Pull out each of the lines below that contains the string "retriever", matching case exactly, and copy those lines in full.

--- Start RECORDS FOR THE TASK ---

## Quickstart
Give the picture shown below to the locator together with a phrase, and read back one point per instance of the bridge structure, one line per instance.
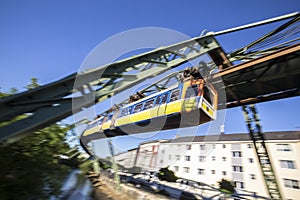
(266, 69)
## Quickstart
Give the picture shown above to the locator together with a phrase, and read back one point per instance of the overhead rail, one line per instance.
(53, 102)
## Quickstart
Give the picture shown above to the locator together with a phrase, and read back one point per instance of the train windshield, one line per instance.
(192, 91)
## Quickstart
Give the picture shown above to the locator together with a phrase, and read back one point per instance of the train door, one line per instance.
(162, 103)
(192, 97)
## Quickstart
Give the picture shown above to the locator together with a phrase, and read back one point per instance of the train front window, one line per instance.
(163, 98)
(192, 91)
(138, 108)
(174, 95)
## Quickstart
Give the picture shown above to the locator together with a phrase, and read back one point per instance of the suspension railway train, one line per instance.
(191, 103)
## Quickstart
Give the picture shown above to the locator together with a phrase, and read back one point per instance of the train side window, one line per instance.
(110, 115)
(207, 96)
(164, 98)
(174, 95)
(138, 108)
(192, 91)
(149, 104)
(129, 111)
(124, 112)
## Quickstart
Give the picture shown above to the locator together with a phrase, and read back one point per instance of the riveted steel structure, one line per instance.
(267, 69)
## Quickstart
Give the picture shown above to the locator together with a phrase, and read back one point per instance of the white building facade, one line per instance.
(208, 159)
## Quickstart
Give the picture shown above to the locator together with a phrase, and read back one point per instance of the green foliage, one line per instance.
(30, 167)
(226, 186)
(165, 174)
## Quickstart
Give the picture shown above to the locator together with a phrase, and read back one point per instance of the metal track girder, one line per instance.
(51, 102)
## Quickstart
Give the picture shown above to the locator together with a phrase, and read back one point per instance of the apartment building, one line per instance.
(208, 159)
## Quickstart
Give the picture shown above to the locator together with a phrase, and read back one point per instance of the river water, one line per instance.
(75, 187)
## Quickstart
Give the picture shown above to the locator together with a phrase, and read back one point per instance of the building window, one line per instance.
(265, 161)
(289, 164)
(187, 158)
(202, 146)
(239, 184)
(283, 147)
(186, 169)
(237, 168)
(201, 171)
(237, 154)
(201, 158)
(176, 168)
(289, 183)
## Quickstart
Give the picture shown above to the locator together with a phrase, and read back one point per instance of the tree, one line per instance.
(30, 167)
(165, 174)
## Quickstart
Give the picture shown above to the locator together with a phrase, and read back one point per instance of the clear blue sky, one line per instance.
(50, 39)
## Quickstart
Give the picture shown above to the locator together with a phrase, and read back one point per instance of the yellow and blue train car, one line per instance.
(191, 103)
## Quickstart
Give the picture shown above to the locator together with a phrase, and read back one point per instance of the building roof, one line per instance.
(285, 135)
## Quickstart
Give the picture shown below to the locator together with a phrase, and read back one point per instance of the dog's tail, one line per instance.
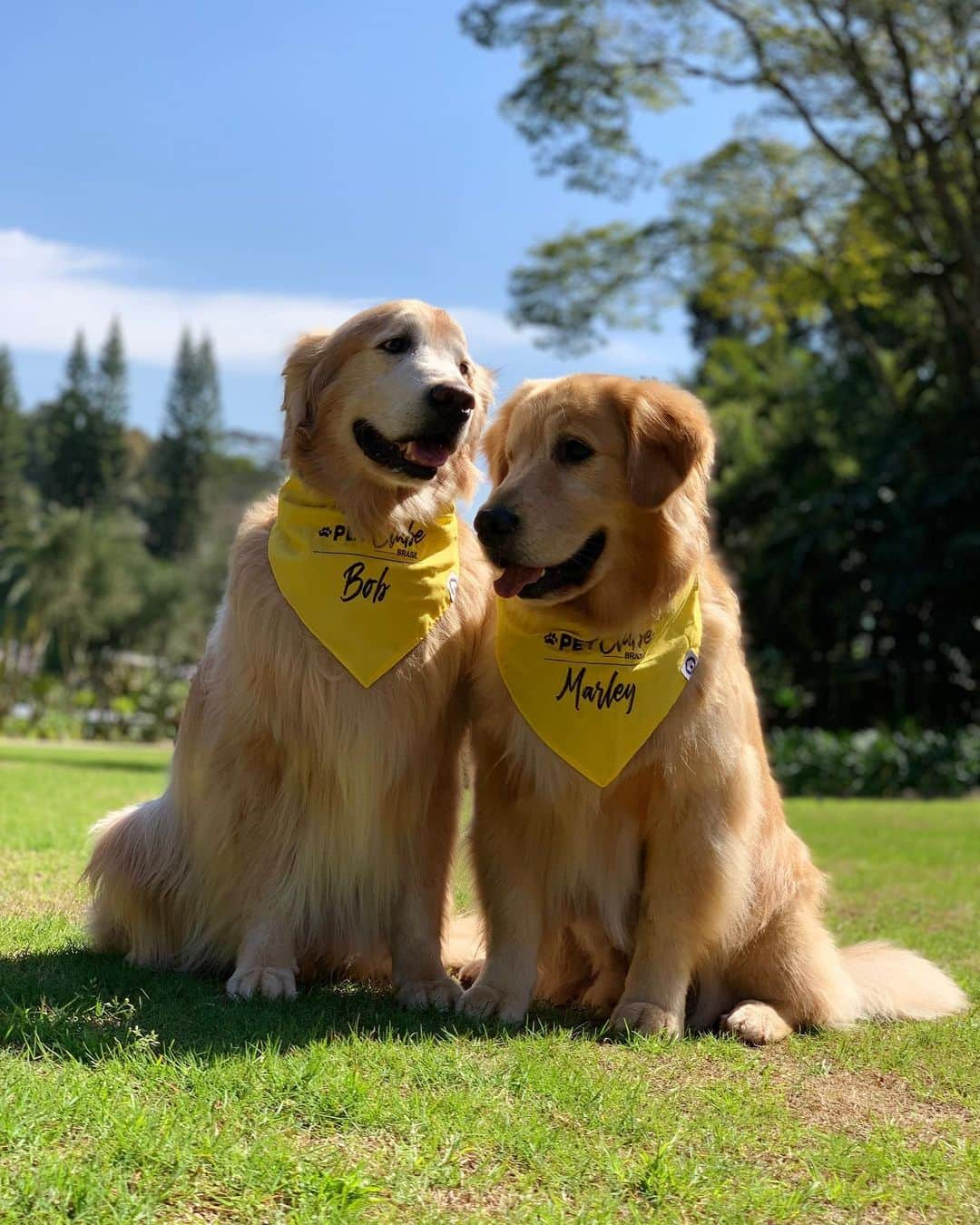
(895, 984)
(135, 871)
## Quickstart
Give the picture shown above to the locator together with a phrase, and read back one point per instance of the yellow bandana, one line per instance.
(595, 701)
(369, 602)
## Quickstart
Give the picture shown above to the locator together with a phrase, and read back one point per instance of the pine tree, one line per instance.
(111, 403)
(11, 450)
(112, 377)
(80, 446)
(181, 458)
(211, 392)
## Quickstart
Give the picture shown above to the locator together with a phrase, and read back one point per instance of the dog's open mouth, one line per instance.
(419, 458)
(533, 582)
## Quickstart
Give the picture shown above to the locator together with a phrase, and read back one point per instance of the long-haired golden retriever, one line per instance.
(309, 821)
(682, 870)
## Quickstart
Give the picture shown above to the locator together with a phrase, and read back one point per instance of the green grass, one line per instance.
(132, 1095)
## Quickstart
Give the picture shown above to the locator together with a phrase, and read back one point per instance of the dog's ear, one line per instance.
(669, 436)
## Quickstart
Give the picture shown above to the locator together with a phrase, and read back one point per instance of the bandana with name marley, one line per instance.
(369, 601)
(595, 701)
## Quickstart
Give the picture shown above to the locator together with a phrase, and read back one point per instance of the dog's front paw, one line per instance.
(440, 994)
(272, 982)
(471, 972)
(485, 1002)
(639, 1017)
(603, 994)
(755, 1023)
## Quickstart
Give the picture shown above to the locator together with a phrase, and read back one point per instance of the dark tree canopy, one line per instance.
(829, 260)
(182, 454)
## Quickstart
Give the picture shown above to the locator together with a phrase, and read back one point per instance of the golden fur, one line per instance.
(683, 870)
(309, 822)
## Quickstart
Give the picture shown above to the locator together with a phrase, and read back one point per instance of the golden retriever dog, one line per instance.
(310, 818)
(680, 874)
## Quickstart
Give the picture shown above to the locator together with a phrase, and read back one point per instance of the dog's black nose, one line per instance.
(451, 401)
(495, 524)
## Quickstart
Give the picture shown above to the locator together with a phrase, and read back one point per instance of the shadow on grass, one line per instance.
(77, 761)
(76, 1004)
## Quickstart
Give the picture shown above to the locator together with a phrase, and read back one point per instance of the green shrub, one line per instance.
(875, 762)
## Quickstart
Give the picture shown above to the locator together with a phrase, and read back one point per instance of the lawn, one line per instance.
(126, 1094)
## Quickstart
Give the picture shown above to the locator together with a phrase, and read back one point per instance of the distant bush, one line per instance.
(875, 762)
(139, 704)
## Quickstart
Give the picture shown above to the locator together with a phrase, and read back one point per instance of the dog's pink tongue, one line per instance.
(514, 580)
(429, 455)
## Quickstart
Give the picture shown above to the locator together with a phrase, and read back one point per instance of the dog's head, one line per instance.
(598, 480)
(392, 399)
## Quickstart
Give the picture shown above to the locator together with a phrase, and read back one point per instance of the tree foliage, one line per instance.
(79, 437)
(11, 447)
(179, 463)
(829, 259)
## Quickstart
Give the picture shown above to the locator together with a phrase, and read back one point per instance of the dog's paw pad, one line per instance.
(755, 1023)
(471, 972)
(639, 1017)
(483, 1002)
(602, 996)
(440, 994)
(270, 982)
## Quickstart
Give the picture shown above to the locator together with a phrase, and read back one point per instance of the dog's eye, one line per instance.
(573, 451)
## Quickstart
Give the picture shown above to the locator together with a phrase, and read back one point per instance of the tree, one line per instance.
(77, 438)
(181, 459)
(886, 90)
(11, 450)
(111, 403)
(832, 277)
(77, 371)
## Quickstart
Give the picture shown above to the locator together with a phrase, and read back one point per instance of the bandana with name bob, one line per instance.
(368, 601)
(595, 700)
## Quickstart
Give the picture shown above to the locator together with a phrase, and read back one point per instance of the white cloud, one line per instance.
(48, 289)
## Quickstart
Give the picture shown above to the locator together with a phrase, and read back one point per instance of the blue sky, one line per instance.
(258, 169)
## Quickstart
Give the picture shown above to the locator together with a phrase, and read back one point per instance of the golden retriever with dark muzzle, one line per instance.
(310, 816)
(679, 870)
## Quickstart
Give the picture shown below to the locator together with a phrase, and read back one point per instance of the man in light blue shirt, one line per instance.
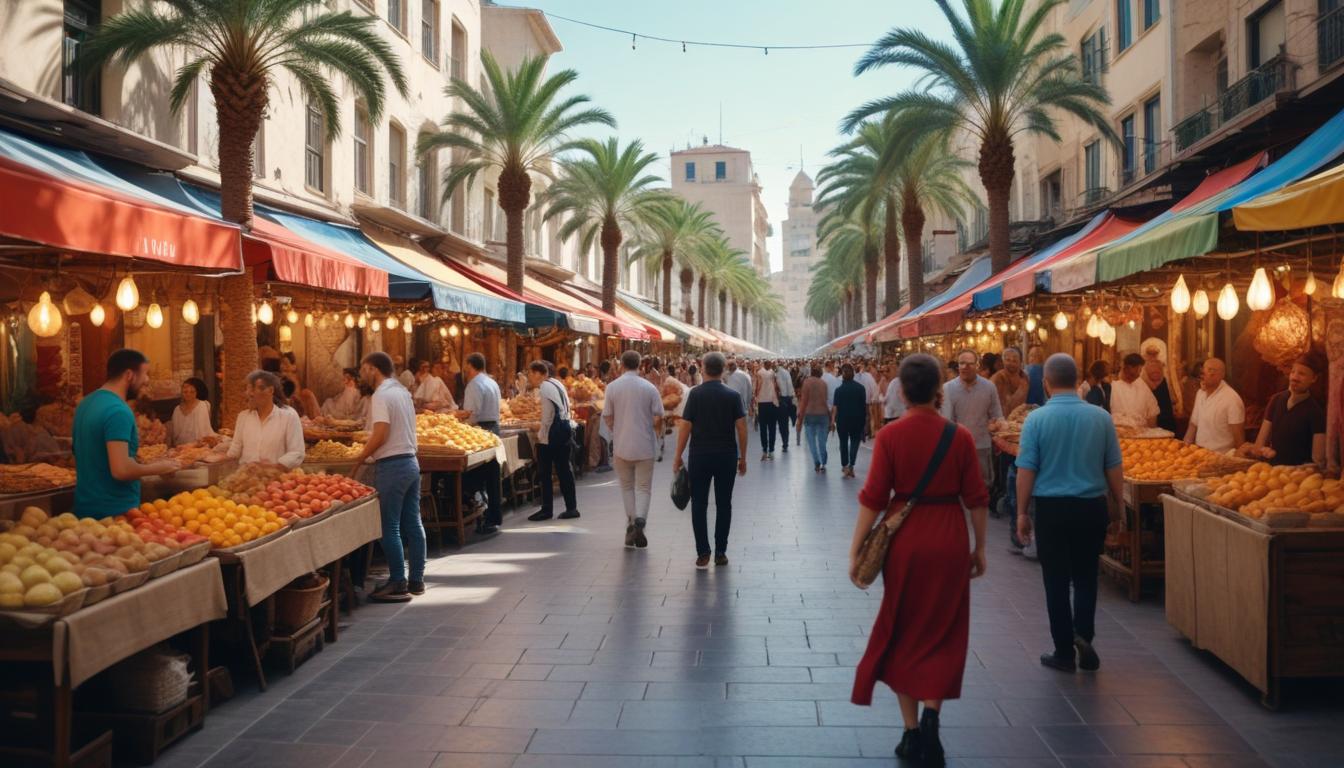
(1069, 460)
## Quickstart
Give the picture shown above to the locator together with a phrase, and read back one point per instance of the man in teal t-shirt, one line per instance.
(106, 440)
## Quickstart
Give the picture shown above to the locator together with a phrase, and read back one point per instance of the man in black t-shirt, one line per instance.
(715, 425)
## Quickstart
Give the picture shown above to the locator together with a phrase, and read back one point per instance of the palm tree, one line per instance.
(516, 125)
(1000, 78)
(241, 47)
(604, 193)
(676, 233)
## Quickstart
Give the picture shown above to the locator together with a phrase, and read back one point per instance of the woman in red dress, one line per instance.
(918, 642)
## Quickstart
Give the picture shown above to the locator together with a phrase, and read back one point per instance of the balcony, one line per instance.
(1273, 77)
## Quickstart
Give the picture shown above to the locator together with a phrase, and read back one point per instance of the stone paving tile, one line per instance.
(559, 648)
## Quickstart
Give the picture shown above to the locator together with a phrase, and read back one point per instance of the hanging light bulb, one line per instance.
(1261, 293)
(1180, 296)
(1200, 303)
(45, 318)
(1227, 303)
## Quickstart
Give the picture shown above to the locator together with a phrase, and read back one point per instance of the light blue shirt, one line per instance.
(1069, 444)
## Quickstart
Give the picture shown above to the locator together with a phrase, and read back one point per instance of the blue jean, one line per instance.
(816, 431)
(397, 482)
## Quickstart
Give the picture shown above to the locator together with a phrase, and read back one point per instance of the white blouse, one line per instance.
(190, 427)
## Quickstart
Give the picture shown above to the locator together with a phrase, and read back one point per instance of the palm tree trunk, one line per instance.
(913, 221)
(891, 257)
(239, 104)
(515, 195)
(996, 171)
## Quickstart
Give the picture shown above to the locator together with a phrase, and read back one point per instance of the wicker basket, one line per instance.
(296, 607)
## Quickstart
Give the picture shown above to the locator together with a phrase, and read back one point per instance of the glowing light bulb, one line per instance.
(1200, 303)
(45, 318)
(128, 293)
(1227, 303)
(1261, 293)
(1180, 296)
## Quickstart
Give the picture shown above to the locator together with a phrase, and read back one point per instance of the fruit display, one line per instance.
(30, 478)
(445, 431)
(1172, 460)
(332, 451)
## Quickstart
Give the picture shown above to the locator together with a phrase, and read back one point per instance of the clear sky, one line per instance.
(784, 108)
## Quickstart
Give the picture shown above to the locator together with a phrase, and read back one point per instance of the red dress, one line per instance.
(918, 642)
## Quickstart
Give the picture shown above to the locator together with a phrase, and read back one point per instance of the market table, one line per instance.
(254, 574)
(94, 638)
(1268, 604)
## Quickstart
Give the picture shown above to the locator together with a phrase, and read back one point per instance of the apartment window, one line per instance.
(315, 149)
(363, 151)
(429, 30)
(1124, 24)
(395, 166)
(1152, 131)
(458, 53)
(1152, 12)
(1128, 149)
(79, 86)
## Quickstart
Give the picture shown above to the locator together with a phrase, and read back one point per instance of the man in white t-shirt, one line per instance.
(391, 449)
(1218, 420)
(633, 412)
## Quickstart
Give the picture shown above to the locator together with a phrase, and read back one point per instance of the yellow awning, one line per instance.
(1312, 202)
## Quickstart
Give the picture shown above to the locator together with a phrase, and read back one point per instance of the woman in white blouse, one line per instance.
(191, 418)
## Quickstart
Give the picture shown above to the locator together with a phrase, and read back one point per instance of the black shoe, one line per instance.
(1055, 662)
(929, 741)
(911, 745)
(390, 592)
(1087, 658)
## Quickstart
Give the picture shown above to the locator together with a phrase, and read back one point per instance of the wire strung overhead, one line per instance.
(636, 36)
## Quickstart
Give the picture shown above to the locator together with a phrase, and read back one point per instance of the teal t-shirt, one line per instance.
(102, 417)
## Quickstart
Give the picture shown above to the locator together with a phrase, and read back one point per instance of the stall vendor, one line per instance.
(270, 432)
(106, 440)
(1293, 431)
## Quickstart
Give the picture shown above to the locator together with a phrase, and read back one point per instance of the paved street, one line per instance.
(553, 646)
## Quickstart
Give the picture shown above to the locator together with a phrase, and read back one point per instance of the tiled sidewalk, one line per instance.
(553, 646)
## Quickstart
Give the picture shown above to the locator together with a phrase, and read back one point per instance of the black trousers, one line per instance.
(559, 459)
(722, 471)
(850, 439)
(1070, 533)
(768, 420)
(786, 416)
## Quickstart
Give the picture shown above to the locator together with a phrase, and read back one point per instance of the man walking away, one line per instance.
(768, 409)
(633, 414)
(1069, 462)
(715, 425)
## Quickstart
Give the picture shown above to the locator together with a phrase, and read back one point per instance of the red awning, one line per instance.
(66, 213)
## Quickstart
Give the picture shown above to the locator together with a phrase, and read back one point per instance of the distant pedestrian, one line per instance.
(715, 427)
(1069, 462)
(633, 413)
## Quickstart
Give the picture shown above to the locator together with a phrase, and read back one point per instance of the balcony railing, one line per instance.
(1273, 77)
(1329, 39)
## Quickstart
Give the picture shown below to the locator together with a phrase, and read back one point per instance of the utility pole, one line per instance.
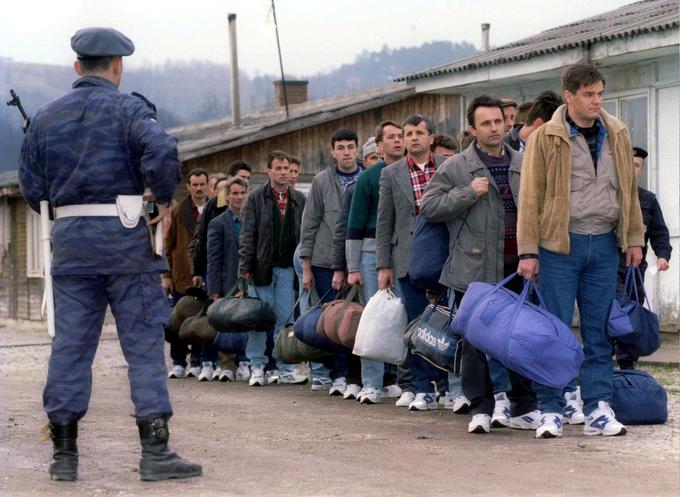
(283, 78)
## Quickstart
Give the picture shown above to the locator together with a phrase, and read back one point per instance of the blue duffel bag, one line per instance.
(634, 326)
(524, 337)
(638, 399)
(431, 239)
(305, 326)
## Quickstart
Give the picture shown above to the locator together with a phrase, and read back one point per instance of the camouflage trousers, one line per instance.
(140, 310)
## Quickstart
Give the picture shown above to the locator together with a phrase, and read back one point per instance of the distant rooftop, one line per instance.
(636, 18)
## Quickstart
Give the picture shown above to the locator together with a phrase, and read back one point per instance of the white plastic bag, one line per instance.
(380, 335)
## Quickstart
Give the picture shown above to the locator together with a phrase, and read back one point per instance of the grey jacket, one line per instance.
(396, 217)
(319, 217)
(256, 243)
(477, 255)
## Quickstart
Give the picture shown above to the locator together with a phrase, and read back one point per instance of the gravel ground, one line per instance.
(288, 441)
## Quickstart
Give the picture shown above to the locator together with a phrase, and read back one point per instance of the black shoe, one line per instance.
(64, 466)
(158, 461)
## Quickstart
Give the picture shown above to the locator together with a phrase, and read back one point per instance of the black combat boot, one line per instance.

--- End RECORDS FOR THE TASK ---

**ANSWER FOR THE TASK**
Give the picture shown above to the locator together with a phrase, and read back one point per instance of the long-haired golden retriever, one line per instance.
Give the picture shown above to the locator together with a phrase, and read back one point per instance of the golden retriever dog, one line per instance.
Give the picture shown above to the locator together with a phrase, and read back one point per instance of the golden retriever with dark muzzle, one line per instance.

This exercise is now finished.